** Begin Selected text **

Can I inherit member variables?

LorcanM lm401 at cam.ac.uk
Thu Sep 21 06:34:31 EDT 2006


Thanks for the reply.

I think there's a basic misunderstanding about the nature of
inheritance on my side.

What I want to do is instantiate the sub class (derived class) from
within the animal class. I then expect the sub class to have inherited
some basic properties that it knows it has (weight, colour). If I can
expand the example I gave previously to try to make this a little
clearer:

class animal:
  def __init__(self, weight, colour):
    self.weight = weight
    self.colour = colour

  def describeMyself(self, type, measurement):
    if type == 'bird':
      myanimal = bird(measurement)
    elif type == 'fish':
      myanimal = fish(measurement)

class bird(animal):
  def __init__(self, wingspan):
    self.wingspan = wingspan
    print "I'm a bird, weight %s, colour %s, wingspan %s" %
(self.weight, self.colour, self.wingspan)

class fish(animal):
  def __init__(self, length):
    self.length = length
    print "I'm a fish, weight %s, colour %s, length %s" % (self.weight,
self.colour, self.length)

** End Selected text **
** Begin Items **

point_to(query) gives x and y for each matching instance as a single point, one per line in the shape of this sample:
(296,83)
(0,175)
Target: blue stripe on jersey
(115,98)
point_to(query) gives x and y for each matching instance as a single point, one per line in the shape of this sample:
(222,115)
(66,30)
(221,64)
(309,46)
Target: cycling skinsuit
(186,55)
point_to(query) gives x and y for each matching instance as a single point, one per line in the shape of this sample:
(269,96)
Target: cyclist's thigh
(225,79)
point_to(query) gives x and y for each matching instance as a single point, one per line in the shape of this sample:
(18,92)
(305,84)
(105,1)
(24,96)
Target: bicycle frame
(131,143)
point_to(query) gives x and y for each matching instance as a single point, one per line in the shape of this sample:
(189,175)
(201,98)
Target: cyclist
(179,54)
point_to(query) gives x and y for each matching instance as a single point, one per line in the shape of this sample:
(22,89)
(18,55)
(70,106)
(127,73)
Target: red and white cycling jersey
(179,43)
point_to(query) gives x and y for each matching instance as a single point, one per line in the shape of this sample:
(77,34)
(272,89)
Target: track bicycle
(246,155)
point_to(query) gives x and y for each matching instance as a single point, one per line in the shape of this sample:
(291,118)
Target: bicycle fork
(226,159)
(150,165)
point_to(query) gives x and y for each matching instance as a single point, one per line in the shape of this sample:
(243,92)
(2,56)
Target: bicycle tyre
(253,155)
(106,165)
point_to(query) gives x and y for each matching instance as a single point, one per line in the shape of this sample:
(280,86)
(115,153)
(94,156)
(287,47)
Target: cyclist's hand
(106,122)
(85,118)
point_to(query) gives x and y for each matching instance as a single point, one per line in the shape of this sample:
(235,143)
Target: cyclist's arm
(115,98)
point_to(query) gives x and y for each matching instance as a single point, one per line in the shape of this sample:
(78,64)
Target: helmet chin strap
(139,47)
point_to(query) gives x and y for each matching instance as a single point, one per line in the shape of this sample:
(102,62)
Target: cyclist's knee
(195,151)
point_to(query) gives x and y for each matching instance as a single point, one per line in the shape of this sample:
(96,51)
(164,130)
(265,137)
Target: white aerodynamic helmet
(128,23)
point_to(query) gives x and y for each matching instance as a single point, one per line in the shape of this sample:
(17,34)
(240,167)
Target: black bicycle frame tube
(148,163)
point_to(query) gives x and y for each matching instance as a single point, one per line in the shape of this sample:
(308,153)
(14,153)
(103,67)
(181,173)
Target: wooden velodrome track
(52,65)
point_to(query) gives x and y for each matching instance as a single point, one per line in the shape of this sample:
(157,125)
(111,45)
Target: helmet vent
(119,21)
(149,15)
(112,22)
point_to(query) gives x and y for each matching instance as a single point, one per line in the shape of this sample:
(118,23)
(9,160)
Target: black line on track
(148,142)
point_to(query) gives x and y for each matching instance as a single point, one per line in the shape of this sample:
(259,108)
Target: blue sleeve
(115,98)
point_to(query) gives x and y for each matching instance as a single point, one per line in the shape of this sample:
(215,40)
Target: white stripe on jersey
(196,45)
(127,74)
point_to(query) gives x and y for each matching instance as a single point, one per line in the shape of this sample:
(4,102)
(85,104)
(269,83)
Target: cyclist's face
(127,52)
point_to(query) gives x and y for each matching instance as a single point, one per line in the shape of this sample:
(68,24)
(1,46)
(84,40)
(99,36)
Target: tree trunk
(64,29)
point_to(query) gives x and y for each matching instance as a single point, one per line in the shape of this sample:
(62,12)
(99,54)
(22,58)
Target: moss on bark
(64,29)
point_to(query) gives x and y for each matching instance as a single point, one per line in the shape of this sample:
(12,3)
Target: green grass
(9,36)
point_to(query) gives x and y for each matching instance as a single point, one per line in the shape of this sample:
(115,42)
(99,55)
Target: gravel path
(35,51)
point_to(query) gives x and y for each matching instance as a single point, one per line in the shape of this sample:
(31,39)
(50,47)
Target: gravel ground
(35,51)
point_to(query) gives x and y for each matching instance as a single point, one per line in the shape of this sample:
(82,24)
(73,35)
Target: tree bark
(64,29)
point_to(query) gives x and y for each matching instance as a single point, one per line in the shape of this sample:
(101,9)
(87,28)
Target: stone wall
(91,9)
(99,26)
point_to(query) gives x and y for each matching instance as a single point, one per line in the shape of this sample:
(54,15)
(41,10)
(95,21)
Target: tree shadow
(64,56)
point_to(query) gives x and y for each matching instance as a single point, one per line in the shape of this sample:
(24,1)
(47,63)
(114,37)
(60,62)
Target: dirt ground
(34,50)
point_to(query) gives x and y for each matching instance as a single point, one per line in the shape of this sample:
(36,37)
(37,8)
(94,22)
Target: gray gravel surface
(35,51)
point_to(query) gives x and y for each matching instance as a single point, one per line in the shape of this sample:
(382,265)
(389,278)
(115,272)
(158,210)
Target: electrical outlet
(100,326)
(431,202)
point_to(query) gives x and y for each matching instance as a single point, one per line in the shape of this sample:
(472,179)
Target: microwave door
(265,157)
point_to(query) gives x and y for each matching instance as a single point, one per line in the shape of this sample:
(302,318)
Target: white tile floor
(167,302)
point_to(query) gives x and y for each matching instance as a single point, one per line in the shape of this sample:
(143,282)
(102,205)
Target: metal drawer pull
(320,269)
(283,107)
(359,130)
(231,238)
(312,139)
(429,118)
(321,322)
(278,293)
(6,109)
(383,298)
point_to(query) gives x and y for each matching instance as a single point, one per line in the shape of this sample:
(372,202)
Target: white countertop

** End Items **

§ **Task 1**: According to the inheritance post, what does the writer want to instantiate from within the animal class?
§ **Task 2**: Decide whether each statement agrees with the inheritance post: (a) The __init__ method of the bird class takes a wingspan argument. (b) The writer places the misunderstanding about inheritance on the side of the person who replied. (c) The animal class stores both weight and colour on the instance.
§ **Task 3**: Continue the inheritance post from the point where it stops.
The rows are separate material, unrelated to the inheritance post.

§ **Output 1**: The sub class (derived class).

§ **Output 2**:
(a) Yes: "def __init__(self, wingspan):"
(b) No: "I think there's a basic misunderstanding about the nature of inheritance on my side."
(c) Yes: "self.weight = weight" and "self.colour = colour"

§ **Output 3**:
It seems from what you say that the attributes (member variables) will
have to be passed forward explicitly like any other function call. This
of course is sensible, 'bird' or 'fish' are not tied to a specific
instance of 'animal' when they are instantiated.

Thanks for the help,


 Lorcan.


Benjamin Niemann wrote:


> You'll have to invoke the __init__ method of the superclass, this is not
> done implicitly. And you probably want to add the weight and colour
> attributes to your subclass in order to pass these to the animal
> constructor.
>
> class fish(animal):
>   def __init__(self, length, weight, colour):
>     animal.__init__(self, weight, colour)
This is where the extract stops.